**** Provided information ****
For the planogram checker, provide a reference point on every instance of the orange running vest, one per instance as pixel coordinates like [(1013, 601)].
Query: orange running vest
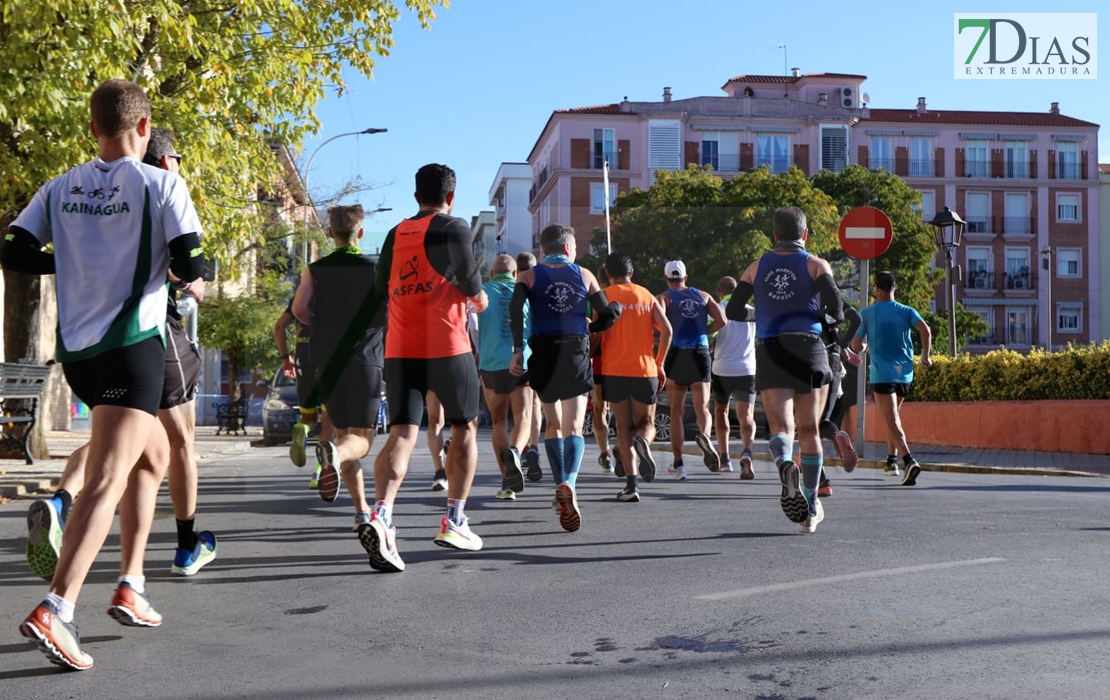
[(426, 313)]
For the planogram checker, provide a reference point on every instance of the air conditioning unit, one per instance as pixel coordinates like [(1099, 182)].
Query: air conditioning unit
[(849, 98)]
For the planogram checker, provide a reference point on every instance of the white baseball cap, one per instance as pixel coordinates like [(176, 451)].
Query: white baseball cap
[(675, 270)]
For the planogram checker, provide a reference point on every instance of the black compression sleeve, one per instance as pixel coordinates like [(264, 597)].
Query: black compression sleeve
[(187, 260), (607, 312), (22, 252), (516, 314)]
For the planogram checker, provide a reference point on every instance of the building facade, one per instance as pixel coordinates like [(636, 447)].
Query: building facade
[(1027, 183)]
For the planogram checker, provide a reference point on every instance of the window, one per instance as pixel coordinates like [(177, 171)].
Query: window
[(597, 196), (1067, 160), (1017, 163), (773, 150), (834, 149), (977, 164), (880, 154), (920, 158), (1067, 208), (1017, 326), (1069, 317), (604, 149), (1069, 262)]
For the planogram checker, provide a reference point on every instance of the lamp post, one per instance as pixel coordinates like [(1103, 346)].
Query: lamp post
[(308, 169), (949, 232)]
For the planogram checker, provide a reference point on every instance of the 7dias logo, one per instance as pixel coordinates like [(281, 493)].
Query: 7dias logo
[(1029, 46)]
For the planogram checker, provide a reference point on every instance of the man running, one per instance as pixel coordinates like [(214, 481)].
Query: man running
[(109, 214), (504, 389), (886, 326), (427, 272), (632, 372), (556, 293), (336, 298), (795, 293), (687, 365), (734, 377)]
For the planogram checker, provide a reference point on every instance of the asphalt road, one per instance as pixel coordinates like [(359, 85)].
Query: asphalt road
[(966, 586)]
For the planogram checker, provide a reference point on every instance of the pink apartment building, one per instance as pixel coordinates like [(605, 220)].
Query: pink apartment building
[(1027, 183)]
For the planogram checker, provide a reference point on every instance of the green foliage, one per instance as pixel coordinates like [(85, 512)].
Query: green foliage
[(1080, 372)]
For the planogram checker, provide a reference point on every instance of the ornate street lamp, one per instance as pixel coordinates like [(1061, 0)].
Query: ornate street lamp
[(949, 232)]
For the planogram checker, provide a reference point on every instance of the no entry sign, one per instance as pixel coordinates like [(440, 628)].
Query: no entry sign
[(866, 233)]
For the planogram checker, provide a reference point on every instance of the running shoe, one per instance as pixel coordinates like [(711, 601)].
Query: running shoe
[(381, 544), (569, 518), (131, 608), (605, 462), (911, 470), (43, 538), (628, 496), (793, 500), (187, 562), (455, 536), (440, 482), (849, 458), (514, 475), (709, 455), (298, 447), (361, 518), (809, 525), (532, 459), (329, 456), (747, 473), (57, 639), (647, 467)]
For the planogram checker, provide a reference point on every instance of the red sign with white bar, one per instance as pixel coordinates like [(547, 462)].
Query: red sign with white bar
[(866, 233)]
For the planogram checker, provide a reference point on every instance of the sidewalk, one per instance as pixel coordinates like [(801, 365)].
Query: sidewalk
[(18, 478)]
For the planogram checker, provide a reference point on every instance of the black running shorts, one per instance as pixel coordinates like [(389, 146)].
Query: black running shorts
[(791, 361), (130, 377), (685, 366), (182, 367), (742, 388), (559, 366), (453, 379)]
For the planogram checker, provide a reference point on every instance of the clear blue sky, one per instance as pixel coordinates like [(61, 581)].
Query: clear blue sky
[(477, 88)]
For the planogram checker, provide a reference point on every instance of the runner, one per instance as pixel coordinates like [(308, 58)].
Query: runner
[(336, 297), (556, 293), (688, 366), (429, 272), (504, 389), (632, 372), (109, 214), (795, 293), (734, 369), (533, 470), (886, 326), (178, 415)]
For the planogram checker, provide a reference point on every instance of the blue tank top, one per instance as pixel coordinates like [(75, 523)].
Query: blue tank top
[(688, 318), (558, 301), (786, 296)]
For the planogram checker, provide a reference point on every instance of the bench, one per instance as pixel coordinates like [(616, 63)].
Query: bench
[(231, 418), (20, 387)]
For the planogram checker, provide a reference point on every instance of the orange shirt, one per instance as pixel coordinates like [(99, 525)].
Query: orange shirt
[(627, 347), (426, 313)]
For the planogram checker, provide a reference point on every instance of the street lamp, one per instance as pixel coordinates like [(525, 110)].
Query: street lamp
[(308, 169), (949, 232)]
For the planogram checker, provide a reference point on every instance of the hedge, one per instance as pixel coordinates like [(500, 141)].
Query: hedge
[(1080, 372)]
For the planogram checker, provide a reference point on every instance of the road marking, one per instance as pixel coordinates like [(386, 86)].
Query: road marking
[(743, 592)]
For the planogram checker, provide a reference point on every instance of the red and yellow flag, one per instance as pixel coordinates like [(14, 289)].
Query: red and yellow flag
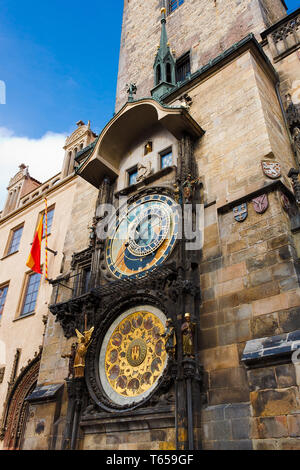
[(34, 259)]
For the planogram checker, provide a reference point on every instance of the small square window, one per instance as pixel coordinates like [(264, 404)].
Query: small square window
[(31, 293), (183, 67), (3, 295), (132, 176), (148, 148), (166, 159), (173, 5), (15, 240)]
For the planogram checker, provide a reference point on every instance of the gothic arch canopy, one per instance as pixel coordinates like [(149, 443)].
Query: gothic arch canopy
[(126, 127), (15, 412)]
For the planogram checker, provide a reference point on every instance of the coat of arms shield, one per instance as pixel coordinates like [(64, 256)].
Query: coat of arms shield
[(241, 212), (271, 169), (261, 203), (285, 202)]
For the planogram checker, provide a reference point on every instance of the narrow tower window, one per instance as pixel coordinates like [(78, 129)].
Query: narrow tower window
[(183, 67), (173, 5)]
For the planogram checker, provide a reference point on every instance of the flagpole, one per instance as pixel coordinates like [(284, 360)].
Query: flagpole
[(46, 239)]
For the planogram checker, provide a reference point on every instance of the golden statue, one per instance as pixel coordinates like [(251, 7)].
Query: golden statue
[(71, 357), (188, 336), (189, 187), (170, 338), (177, 193), (84, 341)]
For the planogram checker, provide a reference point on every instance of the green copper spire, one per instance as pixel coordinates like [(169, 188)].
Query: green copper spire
[(164, 64)]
****
The problem
Reproduce word for word the lines of the data starting at the one containing "like [(636, 447)]." and ending at the one containing "[(1029, 46)]", both included.

Task output
For the planogram checker, provide a reference point on every instance of the building facade, one per instance as pixel coordinates like [(636, 447)].
Query: building facade
[(1027, 183)]
For the planogram checker, provide a reference point on every instance of the window, one per instance as pixel coordinates like [(177, 171)].
Query: window
[(597, 196), (1067, 160), (1017, 163), (773, 150), (834, 149), (977, 164), (880, 154), (920, 158), (1067, 208), (1017, 326), (1069, 317), (604, 149), (1069, 262)]
For the planogram checker, provide a reference point on every instance of the lamp post, one per instance as pixel coordinates like [(1103, 346)].
Query: lamp post
[(308, 169), (949, 232)]
For the planogram checker, provide a reference point on every instance of the 7dias logo, one per instance as pixel coordinates like [(281, 493)].
Query: 7dias logo
[(1029, 46)]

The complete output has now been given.